## [TASK A]
In the Dhanraj Pillay biography below, which countries are named as places where he played club hockey?
## [TASK B]
According to the Dhanraj Pillay biography below, how many appearances did he make for the India national team?
## [TASK C]
Carry on the Dhanraj Pillay biography below from its final sentence.

## [EXTRACT]
-------------------------
Dhanraj Pillay (born 16 July 1968) is a retired Indian field hockey player and former captain of the India national team. He also looks after the Air India Sports Promotion Board as a Joint Secretary based in Mumbai. For the last 5 years, Dhanraj is overseeing the SAG Hockey Academy in Gujarat funded by the Gujarat Government. He is widely regarded as one of the best Indian players of hockey.

Pillay born to a Tamil family made his debut in 1989 with the national team and in a career spanning over 15 years, appeared for India in four Olympic Games, World Cups and Champion Trophies each. He made 339 appearances for the national team and is recorded, unofficially, to have scored 170 goals. He also played for clubs in countries such as Malaysia, France, England and Germany. Recognizing his achievements, he was awarded the Padma Shri by the government of India in 2000.He joined Aam Aadmi Party in February 2014 and started his political career.
-------------------------
## [DATA]
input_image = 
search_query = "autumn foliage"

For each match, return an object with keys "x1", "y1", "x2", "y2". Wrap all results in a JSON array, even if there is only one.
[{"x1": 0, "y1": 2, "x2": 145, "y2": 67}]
-------------------------
## [TASK RESPONSE A]
Malaysia, France, England, Germany

## [TASK RESPONSE B]
He made 339 appearances for the national team.

## [TASK RESPONSE C]
International career
Dhanraj Pillay, whose career spanned from December 1989 to August 2004, played 339 international matches. The Indian Hockey Federation did not keep official statistics for the goals scored. There is no credible information on the number of international goals scored by Dhanraj. He scored around 170 goals in his career, according to both him and leading statisticians in the world. He is the only player to have played in four Olympics (1992, 1996, 2000, and 2004), four World Cups (1990, 1994, 1998, and 2002), four Champions Trophies (1995, 1996, 2002, and 2003), and four Asian Games (1990, 1994, 1998, and 2002). India won the Asian Games (1998) and Asia Cup (2003) under his captaincy. He was also the highest goal scorer in the Bangkok Asian Games and was the only Indian player to figure in the World Eleven side during the 1994 World Cup at Sydney.

Club Hockey
He has also played for foreign clubs like the Indian Gymkhana (London), HC Lyon (France), BSN HC & Telekom Malaysia HC (Malaysia), Abahani Limited, HTC Stuttgart Kickers (Germany) and Khalsa Sports Club (Hong Kong). Towards the end of his career, Dhanraj played in the Premier Hockey League for the Maratha Warriors for two seasons.

Dhanraj Pillay turned up for the Karnataka Lions in the World Series Hockey being played in India. He scored two goals for his team, captained by ex-India captain Arjun Halappa. He also played for Indian Airlines in Beighton Cup. He is currently the coach of the same team.

Awards
He is the recipient of India's highest sporting honour, the Major Dhyan Chand Khel Ratna award for the year 1999–2000. He was awarded the Padma Shri, a civilian award in 2001. He was the captain of the 1998 Asian Games and 2003 Asia Cup winning hockey team. He was awarded the player of the tournament award in the 2002 Champions trophy held at Cologne, Germany. In 2017, East Bengal Club conferred Pillay with Bharat Gaurav award.

Politics
He joined Aam Aadmi Party in February 2014 and started his political career.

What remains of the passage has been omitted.